__Exercise objective__: Your task is to extract the lines from the one holding "cloud in the photo below." through the end of the material. Set them down exactly and add nothing.

Location identification entries:
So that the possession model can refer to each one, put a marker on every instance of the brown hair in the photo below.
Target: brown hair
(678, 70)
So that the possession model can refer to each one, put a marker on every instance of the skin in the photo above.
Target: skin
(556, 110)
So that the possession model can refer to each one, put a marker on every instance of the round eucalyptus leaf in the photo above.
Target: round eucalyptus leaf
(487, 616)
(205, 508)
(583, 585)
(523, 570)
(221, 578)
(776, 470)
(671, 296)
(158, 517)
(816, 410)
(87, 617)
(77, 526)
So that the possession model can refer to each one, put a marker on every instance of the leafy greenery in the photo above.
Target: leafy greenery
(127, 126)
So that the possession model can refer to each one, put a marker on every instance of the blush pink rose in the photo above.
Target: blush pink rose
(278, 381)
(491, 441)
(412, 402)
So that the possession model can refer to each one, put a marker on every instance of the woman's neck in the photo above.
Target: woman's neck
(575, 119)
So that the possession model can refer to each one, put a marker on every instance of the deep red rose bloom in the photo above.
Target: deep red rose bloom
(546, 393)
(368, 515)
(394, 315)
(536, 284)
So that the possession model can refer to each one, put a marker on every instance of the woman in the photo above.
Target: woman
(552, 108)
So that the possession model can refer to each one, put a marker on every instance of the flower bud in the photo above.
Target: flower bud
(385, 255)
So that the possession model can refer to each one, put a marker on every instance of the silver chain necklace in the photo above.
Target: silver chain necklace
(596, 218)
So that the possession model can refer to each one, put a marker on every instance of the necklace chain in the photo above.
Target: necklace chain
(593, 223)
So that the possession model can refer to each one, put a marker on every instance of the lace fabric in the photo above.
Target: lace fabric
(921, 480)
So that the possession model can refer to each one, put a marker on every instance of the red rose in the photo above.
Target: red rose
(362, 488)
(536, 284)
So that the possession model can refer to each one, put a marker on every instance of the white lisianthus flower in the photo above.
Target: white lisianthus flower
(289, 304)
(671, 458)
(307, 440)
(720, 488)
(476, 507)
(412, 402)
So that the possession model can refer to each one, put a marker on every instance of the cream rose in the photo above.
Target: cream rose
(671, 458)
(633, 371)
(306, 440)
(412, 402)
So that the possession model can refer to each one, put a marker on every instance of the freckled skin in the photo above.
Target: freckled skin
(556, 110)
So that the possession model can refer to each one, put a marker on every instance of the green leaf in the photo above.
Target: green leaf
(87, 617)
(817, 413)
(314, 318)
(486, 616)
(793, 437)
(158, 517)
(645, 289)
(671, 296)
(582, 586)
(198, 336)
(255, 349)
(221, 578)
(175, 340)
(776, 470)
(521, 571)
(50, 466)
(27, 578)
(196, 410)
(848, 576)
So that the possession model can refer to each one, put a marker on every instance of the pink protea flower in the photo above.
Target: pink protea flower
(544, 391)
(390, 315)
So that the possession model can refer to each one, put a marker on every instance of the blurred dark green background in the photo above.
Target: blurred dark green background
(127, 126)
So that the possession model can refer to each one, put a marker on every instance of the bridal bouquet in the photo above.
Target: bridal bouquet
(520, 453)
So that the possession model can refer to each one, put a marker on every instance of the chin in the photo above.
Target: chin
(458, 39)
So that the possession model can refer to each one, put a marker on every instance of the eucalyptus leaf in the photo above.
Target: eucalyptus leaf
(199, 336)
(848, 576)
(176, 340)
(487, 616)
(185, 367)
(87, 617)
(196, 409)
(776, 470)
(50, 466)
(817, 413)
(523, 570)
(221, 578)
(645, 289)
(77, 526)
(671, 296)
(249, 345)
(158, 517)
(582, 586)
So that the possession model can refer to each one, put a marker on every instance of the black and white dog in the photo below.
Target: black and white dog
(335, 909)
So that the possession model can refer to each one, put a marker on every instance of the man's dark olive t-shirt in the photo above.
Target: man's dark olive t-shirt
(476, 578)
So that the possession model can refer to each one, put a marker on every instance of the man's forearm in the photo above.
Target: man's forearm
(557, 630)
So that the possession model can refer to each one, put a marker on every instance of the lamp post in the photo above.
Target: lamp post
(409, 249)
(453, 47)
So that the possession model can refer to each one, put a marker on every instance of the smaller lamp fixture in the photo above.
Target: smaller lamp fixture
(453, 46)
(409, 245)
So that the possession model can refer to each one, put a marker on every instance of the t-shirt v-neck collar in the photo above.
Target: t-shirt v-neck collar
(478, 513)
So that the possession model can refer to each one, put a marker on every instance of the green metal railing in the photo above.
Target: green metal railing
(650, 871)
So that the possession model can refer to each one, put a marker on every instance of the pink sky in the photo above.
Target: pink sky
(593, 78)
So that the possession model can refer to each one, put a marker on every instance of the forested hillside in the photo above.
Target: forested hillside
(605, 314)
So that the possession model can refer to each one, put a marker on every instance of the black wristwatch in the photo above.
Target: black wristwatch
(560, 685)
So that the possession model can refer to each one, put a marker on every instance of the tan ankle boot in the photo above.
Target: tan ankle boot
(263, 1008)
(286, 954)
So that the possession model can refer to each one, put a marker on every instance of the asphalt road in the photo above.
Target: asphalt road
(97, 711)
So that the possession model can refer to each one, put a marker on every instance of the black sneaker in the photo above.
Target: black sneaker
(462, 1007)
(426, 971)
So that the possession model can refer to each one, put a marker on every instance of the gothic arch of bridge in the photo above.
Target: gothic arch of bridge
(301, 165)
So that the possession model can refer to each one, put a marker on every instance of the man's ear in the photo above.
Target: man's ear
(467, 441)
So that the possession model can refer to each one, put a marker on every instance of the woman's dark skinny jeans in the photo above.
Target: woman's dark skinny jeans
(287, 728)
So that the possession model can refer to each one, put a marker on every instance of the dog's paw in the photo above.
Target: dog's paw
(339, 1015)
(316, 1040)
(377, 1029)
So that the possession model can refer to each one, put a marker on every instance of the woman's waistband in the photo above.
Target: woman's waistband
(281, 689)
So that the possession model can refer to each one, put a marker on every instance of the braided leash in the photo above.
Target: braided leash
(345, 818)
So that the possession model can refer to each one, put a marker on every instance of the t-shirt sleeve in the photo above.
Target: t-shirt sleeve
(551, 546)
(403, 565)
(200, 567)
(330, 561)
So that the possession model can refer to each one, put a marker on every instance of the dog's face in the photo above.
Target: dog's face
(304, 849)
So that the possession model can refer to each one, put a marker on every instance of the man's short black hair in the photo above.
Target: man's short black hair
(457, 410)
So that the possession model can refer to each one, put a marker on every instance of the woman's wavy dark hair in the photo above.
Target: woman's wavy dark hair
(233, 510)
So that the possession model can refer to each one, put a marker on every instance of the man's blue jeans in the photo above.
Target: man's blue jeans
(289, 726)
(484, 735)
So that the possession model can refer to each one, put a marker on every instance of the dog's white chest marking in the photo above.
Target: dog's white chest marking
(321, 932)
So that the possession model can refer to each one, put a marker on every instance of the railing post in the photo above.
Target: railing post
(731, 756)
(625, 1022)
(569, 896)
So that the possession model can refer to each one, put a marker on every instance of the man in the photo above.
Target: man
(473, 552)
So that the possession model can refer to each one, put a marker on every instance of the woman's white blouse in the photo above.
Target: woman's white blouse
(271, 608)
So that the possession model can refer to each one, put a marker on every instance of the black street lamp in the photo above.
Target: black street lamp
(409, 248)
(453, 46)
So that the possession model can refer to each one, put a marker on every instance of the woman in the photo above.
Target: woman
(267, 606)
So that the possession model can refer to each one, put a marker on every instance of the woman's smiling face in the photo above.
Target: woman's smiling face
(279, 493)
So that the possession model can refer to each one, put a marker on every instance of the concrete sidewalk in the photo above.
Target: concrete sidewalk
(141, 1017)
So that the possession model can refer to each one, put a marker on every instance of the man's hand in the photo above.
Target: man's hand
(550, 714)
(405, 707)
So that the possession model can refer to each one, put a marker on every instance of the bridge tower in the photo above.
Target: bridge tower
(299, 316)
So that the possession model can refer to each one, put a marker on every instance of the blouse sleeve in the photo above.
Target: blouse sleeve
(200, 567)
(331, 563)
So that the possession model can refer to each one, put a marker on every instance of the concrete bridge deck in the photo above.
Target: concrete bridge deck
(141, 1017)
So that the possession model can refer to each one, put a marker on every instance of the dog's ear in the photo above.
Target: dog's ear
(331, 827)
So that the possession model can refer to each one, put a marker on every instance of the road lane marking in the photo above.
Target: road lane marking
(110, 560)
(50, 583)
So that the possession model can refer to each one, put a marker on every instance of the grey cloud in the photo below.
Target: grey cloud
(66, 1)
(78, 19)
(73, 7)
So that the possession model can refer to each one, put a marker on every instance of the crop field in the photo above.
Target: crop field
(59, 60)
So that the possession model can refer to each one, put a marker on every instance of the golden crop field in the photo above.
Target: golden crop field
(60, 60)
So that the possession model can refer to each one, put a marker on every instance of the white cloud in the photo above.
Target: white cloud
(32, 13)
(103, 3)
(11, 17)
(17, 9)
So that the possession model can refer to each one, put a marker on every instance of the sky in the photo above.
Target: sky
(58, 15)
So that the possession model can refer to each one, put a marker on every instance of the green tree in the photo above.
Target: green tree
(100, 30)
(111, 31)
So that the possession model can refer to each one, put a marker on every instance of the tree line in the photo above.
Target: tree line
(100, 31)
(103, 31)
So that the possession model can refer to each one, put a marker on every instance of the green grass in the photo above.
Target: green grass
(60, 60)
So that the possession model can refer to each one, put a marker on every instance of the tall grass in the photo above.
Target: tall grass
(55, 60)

__Complete output__:
So that the possession model can refer to each one, put a marker on every instance of the grey cloud in the photo below.
Target: grey cloud
(66, 1)
(78, 19)
(73, 7)
So that the possession model can refer to each one, put a marker on every instance of the crop field in the photo above.
Target: crop field
(59, 60)
So that the possession model can refer to each one, put a marker on every instance of the golden crop field in the photo above.
Target: golden crop field
(60, 60)
So that the possession model can refer to each one, put a marker on every instance of the white cloud in the photo above.
Target: white cloud
(32, 13)
(103, 3)
(11, 17)
(17, 9)
So that the possession model can refer to each one, put a marker on every instance of the sky in the photo above.
Target: sky
(58, 15)
So that the possession model can refer to each one, put a marker on every instance of the green tree in the photo above.
Target: green tree
(100, 30)
(111, 31)
So that the possession model can refer to each one, put a marker on every instance of the tree line in the photo above.
Target: tree line
(100, 31)
(103, 31)
So that the possession model can refer to each one, put a marker on every instance of the green grass in the photo above.
Target: green grass
(60, 60)
So that the possession model can refer to each one, put a marker on every instance of the tall grass in the photo above.
Target: tall grass
(55, 60)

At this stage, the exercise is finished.